**To do:**
- 1) Condense the paragraph beginning "Multifunction copiers permit you" from the article on HIPAA and digital office equipment into a short bulleted list that keeps its main facts.
- 2) Write the next part of the article on keeping digital office equipment HIPAA compliant, picking up after the password tip.

**Selected extract:**

◆ ◆ ◆ ◆

Physicians who fail to protect patient privacy face serious consequences. Security breaches bring bad press, and related fines range from $100 - $50,000 for each violation.
Office equipment has been transformed in recent decades. Today, state-of-the-art technology is available at affordable prices, and many physicians are taking advantage of the convenience and efficiency of digital copiers, scanners, and printers.
However, the new technology is not without risk. Digital equipment, such aa multifunction copiers, stores patient health information that is protected by the Health Insurance Portability and Accountability Act of 1996 (HIPAA). Users must take steps to protect patient privacy from the hackers who wish to exploit it.
Understanding the Security Requirements of Digital Equipment
Multifunction copiers permit you to send documents directly to your computer via network connections without creating hard copies. The machines have internal hard drives, and they store the documents they produce for varying amounts of time. However, because they are connected to a network, it is possible for unapproved individuals to gain access to stored information. This can lead to violations of the HIPAA regulations.
Physicians who fail to protect patient privacy face serious consequences. Security breaches bring bad press, and related fines range from $100 - $50,000 for each violation. The cap for identical violations can be as high as $1.5 million.
Ensuring Your Digital Equipment Meets HIPAA Compliance Requirements
Fortunately, you can stay one step ahead of hackers by taking common sense measures to secure your digital equipment.
- Protect Your Password: If it is in the dictionary, experienced hackers will be able to figure out your password. Instead, use a combination of upper and lower case letters, symbols, and numbers, and make your password at least eight characters long.

◆ ◆ ◆ ◆

**Records provided:**
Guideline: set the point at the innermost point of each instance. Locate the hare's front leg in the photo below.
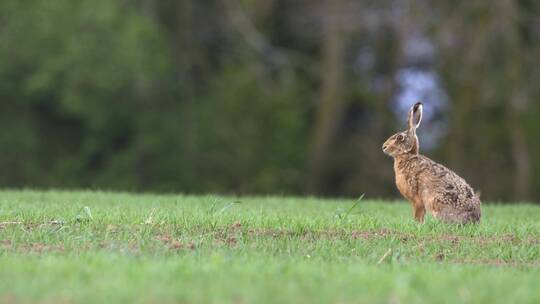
(419, 211)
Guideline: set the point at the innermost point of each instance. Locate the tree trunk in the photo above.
(331, 105)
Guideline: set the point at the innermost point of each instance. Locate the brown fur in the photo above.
(426, 184)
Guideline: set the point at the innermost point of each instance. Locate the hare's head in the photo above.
(405, 142)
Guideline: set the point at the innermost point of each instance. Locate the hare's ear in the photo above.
(415, 116)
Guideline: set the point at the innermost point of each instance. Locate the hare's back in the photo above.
(445, 188)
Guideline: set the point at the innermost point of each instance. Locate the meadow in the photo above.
(100, 247)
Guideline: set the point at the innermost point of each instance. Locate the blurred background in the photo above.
(266, 97)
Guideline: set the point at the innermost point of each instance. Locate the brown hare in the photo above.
(427, 184)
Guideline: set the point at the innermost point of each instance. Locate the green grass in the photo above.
(94, 247)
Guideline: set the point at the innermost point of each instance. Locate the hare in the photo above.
(427, 184)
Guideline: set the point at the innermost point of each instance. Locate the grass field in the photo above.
(92, 247)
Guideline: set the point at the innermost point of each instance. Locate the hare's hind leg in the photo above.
(419, 211)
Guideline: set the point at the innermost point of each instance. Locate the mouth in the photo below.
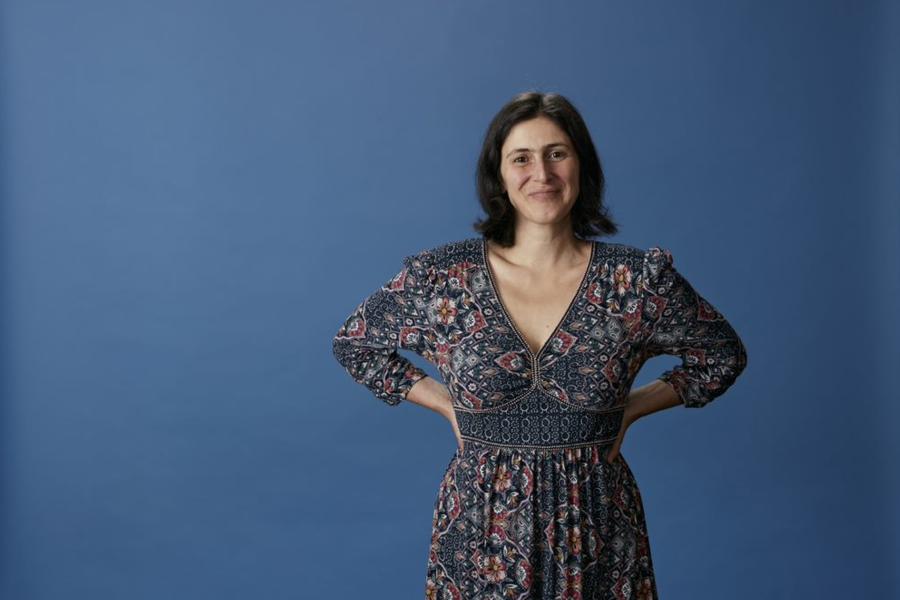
(544, 194)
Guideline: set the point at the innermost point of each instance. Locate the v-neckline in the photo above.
(506, 315)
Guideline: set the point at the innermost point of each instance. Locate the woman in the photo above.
(538, 333)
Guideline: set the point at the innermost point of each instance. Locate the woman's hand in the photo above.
(452, 418)
(430, 393)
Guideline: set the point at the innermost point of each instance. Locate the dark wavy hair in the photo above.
(590, 216)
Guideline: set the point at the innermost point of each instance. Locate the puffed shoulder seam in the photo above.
(656, 260)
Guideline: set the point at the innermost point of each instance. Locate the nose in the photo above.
(540, 171)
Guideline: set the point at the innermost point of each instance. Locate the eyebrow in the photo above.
(529, 149)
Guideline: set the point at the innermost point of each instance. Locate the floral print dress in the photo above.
(530, 508)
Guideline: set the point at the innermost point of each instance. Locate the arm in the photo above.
(390, 318)
(680, 322)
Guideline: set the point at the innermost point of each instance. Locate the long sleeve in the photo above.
(680, 322)
(392, 317)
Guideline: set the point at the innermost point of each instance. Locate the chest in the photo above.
(536, 305)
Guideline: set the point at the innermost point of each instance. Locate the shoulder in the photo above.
(445, 255)
(645, 265)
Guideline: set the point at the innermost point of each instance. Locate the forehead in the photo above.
(535, 133)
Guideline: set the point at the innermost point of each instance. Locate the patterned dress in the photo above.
(530, 508)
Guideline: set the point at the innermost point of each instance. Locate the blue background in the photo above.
(196, 194)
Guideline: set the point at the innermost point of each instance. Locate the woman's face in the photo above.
(540, 171)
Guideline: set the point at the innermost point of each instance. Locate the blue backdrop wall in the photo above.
(197, 193)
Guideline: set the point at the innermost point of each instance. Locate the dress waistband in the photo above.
(538, 420)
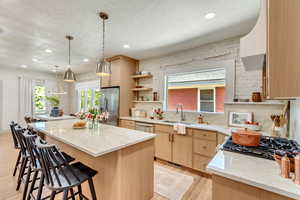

◆ ◆ ◆ ◆

**Task answers:**
- 1)
- Multifunction copiers can send documents straight to a computer over a network without making hard copies.
- They have internal hard drives that store the documents they produce for varying lengths of time.
- Because the machines are networked, unauthorized people may be able to reach the stored information.
- Such access can lead to HIPAA violations.

- 2)
- Choose Updated Encryption Methods: Encryption is the process of coding information so it cannot be read by unauthorized individuals. Choose a reputable provider and install manufacturer updates as recommended to keep encryption software strong.
- Update Equipment Regularly: Today's multifunction copiers require sensitive software to operate at full capacity, and manufacturers regularly update code to smooth out bugs and patch holes that could let intruders access protected health information. Don't delay when it comes to updating your digital copier, as it will only increase the risk of a privacy breach.
- Minimize Data Storage: Even when you delete a document, bits of it may remain on your copier's hard drive. To prevent anyone from accessing these fragments, periodically overwrite the storage area. Use a reputable program designed for this purpose, or ask your service provider to handle the task. Remember, clearing your hard drives is especially critical when you dispose of the machine.
Protecting patient information is critical to maintaining trust, and many physicians have elected to enlist expert help. Your service provider is uniquely qualified to ensure all security measures are in place to protect patient information.